## Start TASK MATERIAL
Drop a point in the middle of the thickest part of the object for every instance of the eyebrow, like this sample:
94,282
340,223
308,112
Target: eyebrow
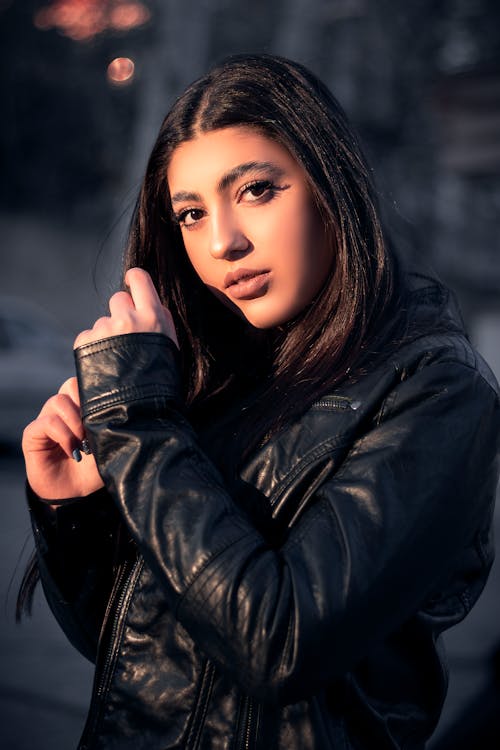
230,177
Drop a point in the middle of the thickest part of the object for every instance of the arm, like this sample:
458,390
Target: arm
380,536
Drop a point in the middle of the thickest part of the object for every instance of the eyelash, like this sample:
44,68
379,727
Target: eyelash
269,190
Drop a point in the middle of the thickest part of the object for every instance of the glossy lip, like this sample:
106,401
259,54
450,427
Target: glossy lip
246,283
234,277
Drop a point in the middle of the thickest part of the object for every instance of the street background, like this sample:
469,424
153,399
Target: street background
84,86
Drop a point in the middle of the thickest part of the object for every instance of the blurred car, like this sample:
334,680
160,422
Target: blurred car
35,359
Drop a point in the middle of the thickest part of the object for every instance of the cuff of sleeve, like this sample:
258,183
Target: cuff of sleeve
129,367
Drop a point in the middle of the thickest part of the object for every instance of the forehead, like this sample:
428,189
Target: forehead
211,154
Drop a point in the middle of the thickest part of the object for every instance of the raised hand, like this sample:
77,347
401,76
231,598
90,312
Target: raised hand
138,311
48,445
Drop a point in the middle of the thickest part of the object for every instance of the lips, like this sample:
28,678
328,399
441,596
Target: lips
245,283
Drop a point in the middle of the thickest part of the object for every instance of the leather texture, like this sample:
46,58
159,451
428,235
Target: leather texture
312,622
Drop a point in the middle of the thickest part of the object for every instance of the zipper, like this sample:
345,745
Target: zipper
118,603
249,715
200,710
336,402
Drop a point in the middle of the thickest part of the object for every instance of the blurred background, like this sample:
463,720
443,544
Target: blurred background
84,87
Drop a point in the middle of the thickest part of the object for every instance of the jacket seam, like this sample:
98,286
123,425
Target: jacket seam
149,337
126,394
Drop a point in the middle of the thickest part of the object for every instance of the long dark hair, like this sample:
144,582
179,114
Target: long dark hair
357,312
349,320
## End TASK MATERIAL
TASK REQUIREMENTS: Print each record exactly as it stands, leaving the images out.

SOLUTION:
Drop a point in the middle of the thickest part of the object for every instance of the eyebrow, like this sample:
94,282
340,223
308,112
Target: eyebrow
230,177
Drop a point in the middle of the thickest part of the object for every instance of the arm, like this sample:
458,390
Target: arm
380,536
Drop a point in the middle of the thickest part of the object for every instance of the eyelash, like this sample:
44,68
379,727
Target: eyelash
269,190
Drop a point in the middle of the thickest part of the object for every instance of the glossy lip, like this sample:
106,401
259,54
450,427
Target: glossy lip
246,283
234,277
Drop a point in the middle of the thickest part of the object for every instance of the street background, like this sample:
469,424
153,399
Target: street background
84,86
Drop a point in the middle of the thickest part of the object for every instance of the blurred car, like this sample:
334,680
160,422
Target: blurred car
35,359
Drop a point in the middle of the thickest part of the object for every instance of the cuff of sleeve, like this sample:
258,183
Target: cuff of sleeve
129,367
Drop a point in the middle of the thickest part of the object for every instance of the forehead, like this sample:
428,189
Target: forehead
211,154
Drop a point in the middle of the thickest part of the object for every instance of the raised hand, like this sample:
77,347
401,76
231,598
90,312
Target: raised hand
138,311
48,445
Drop a point in the middle of the thickest part of the object for every instance of the lips, like this sample:
28,678
328,399
441,596
Target: lips
245,283
Drop a point in the middle of the thickest part of the object for every instance of the leather texture, like this sample:
46,58
159,451
428,235
Target: leather texture
312,622
Drop a point in the middle of the thickest part of the object for every instance of the zipper, like this sample:
345,745
Target: zipper
118,603
249,715
200,710
336,402
Drop a point in the middle of the thickest part of the object for every instance of the blurred background, like this sample:
463,720
443,544
Target: blurred background
84,87
Drop a point in the middle of the thickest part of the object for every instance of the jacket seam, like this sample:
98,286
123,425
Target: jacket seam
149,337
126,394
Drop a point in the middle of the thickest part of the object for every instance of the long dark hair, like this sample:
144,582
179,114
Target: long dark hair
357,312
349,320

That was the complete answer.